Task requirements:
Among the lines below, restate word for word only those from the line with "shaped like (167,589)." through the line with "shaped like (112,196).", with both end lines kept.

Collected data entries
#####

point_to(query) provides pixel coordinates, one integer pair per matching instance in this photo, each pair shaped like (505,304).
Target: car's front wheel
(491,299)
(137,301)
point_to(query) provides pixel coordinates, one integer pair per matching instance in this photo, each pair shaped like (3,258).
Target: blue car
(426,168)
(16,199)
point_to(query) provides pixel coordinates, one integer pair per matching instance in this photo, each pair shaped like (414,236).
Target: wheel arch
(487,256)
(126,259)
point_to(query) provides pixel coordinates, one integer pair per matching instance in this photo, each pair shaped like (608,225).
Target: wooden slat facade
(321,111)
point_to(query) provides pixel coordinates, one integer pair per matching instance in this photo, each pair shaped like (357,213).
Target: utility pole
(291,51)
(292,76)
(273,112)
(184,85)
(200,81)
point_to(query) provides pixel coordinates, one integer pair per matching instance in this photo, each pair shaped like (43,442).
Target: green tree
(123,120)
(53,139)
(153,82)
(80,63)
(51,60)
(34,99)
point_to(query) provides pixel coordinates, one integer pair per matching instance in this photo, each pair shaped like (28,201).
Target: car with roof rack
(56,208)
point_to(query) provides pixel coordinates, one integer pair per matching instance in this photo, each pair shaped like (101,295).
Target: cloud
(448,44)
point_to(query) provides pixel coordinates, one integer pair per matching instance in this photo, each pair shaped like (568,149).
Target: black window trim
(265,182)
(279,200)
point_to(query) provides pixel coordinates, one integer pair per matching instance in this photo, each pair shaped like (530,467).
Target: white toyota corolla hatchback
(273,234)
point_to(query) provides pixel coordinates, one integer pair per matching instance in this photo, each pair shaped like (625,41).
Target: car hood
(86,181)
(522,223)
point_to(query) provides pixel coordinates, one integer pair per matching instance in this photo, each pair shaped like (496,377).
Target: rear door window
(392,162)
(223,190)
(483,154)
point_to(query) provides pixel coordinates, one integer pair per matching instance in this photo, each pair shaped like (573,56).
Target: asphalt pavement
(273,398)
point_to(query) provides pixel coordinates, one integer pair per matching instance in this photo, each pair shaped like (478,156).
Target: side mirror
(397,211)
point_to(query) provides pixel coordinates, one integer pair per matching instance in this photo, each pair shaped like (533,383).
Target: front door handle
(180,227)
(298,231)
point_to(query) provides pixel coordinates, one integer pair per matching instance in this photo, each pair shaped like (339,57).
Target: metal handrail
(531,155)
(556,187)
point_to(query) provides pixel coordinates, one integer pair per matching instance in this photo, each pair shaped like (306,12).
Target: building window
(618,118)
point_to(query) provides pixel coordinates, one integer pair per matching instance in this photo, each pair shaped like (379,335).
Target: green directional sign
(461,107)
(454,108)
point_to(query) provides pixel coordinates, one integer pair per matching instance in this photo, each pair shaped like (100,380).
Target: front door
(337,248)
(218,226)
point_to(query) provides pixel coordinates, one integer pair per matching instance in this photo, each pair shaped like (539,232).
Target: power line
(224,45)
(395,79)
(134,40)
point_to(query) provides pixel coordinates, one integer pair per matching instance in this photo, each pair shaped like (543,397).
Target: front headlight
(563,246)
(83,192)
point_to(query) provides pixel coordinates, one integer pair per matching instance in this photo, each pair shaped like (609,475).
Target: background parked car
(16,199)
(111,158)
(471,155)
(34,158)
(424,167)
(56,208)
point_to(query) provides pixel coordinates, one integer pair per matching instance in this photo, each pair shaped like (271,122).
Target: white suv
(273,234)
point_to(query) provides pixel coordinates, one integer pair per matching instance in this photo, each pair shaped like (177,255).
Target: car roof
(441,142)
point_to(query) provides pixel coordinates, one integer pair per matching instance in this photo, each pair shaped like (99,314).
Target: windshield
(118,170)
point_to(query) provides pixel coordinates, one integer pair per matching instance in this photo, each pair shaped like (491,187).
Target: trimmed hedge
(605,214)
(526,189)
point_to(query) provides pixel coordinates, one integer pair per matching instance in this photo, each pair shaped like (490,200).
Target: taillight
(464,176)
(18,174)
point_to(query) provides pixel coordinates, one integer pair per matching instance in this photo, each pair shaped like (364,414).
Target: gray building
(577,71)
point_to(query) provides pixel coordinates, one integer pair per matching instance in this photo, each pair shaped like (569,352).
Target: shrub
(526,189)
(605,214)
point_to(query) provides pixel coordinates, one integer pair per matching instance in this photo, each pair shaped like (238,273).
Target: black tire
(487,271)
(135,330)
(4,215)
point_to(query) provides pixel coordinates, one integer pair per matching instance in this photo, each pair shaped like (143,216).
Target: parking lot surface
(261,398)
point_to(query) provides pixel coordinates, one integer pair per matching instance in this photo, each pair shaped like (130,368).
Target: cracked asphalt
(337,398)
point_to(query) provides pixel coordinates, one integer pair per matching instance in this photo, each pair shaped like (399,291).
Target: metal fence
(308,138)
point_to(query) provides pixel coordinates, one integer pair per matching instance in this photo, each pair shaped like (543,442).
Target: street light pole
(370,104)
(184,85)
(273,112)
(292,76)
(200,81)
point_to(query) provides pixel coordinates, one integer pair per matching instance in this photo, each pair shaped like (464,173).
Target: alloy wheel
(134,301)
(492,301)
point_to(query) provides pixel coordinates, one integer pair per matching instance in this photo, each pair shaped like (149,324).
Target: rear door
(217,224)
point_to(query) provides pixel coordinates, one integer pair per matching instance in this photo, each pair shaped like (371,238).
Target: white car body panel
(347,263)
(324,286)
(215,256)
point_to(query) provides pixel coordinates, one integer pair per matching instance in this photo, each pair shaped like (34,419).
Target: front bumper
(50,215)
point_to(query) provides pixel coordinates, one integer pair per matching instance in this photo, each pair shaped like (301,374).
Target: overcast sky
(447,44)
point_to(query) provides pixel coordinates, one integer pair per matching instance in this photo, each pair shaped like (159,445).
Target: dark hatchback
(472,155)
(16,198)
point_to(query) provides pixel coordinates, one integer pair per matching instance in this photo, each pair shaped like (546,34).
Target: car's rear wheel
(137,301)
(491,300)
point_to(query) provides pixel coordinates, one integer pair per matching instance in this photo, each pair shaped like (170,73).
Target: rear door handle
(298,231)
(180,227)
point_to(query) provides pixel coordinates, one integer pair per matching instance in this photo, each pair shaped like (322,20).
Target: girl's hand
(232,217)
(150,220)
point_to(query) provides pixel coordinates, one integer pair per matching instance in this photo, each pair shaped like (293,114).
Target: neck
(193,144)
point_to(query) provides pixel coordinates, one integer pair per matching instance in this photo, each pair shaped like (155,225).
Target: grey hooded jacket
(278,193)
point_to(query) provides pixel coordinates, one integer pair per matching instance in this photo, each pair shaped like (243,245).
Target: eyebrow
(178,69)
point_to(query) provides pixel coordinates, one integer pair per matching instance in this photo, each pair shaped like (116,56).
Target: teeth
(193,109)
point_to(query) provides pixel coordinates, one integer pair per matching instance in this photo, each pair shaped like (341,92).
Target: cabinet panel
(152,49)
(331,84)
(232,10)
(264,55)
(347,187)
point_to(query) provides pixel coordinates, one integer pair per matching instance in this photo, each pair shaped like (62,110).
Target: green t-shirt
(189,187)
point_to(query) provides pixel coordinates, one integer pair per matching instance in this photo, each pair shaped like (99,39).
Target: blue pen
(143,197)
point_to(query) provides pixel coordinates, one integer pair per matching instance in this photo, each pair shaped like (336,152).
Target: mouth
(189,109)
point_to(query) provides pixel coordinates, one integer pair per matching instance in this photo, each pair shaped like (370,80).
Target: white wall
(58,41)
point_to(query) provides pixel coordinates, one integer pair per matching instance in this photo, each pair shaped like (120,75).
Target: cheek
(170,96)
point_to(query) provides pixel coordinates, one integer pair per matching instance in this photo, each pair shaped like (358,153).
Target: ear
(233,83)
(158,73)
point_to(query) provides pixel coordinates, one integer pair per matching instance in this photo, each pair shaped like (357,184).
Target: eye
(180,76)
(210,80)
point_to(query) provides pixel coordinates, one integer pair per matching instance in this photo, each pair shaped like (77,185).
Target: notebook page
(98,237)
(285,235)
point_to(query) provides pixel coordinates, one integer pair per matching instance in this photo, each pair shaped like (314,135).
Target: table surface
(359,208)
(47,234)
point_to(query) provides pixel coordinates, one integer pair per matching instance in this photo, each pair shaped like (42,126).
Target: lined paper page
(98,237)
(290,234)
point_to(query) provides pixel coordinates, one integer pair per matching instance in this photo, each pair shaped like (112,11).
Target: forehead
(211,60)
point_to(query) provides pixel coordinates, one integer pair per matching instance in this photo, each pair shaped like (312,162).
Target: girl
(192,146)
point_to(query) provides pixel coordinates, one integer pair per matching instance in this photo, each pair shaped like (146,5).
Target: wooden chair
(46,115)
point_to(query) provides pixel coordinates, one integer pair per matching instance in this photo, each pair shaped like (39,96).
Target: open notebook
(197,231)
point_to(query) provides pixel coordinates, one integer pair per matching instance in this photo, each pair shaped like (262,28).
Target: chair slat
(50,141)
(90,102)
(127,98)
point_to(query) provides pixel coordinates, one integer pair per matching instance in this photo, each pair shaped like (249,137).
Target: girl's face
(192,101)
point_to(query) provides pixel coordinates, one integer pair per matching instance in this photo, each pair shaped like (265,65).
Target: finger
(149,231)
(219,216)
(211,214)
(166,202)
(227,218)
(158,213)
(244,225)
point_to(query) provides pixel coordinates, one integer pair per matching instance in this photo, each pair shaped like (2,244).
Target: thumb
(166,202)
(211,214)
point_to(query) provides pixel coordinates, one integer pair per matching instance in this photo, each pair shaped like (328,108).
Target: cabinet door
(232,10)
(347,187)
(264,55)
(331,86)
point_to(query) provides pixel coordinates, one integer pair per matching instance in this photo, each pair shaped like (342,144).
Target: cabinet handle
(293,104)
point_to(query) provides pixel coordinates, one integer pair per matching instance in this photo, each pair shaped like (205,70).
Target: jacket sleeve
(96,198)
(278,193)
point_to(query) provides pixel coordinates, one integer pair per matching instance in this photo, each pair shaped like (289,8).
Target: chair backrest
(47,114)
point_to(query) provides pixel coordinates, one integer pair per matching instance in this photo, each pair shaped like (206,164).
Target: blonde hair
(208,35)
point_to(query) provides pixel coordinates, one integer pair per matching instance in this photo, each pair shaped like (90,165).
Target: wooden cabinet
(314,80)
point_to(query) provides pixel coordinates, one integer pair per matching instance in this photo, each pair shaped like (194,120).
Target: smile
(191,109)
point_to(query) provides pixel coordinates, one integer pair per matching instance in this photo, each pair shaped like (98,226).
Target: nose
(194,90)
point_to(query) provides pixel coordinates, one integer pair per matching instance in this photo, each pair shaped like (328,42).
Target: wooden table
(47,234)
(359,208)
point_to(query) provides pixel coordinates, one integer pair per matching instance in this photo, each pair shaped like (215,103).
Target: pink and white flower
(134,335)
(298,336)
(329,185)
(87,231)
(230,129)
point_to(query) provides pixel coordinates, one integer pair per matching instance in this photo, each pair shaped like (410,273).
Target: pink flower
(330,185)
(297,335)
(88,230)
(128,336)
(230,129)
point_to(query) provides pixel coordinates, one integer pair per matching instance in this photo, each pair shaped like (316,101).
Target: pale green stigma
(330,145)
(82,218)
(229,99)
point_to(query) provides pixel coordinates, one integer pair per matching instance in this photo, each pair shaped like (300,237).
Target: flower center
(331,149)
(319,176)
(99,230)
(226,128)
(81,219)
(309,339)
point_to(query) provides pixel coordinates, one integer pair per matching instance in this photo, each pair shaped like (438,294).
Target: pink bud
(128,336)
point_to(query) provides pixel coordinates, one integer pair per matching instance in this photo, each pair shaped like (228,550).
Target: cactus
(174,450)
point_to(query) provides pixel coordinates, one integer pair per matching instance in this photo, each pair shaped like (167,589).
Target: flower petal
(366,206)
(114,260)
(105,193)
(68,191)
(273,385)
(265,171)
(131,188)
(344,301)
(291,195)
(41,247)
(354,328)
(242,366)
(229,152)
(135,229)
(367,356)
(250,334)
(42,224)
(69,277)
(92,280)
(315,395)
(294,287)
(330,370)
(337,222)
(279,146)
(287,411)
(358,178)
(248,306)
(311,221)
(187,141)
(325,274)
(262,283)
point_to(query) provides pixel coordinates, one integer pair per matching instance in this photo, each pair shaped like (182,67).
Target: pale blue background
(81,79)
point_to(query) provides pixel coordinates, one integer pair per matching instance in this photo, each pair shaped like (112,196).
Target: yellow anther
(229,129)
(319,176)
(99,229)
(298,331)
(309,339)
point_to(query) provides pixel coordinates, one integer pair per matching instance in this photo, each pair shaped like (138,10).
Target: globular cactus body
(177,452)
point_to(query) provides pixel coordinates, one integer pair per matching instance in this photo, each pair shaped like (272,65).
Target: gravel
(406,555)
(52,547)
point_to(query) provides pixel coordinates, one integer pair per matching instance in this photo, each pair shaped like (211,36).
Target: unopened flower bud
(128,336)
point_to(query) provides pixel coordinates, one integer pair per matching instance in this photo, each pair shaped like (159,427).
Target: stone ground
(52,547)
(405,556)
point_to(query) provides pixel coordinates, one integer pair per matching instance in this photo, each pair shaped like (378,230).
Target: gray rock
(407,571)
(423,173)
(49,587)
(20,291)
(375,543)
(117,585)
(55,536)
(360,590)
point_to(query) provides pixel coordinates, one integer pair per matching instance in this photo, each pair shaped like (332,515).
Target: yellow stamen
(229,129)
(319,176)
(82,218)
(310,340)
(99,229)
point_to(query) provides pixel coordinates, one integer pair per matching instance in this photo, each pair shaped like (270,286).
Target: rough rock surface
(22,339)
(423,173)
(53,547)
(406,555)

#####

Written answer:
point_to(query) provides pixel coordinates, one integer pair per matching instance in this photo, each pair shaped like (167,589).
Target: flower petal
(366,206)
(114,260)
(105,193)
(68,191)
(273,385)
(265,171)
(131,188)
(344,301)
(291,195)
(41,247)
(354,328)
(242,366)
(229,152)
(135,229)
(367,356)
(250,334)
(42,224)
(69,277)
(92,280)
(315,395)
(294,287)
(330,370)
(337,222)
(279,146)
(287,411)
(358,178)
(248,306)
(311,221)
(187,141)
(325,274)
(262,283)
point_to(query) provides pixel coordinates, one integer pair per matching instance in this photo, each pair shaped like (182,67).
Target: pale blue background
(81,79)
point_to(query) provides pixel coordinates, one integer pair per matching instance in this photo, each pair shaped like (112,196).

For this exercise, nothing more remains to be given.